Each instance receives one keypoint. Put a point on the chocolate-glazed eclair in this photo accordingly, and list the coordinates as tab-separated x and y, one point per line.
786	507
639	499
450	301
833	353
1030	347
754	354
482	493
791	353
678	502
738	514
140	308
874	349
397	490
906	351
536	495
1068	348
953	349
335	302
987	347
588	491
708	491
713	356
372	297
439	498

####

**Prompt:** Output every line of the entries above verbatim, with no changes.

**Solution:**
Each instance receives one keypoint. Put a point on the chocolate-glazed eclair in this photo accordingly, and list the coordinates as tab-separated x and y, one point per line.
786	507
639	499
450	301
833	353
1030	347
754	354
482	493
791	353
678	502
738	514
140	308
874	349
397	490
906	351
536	495
1068	348
953	349
335	302
987	347
588	491
708	491
713	356
372	297
439	498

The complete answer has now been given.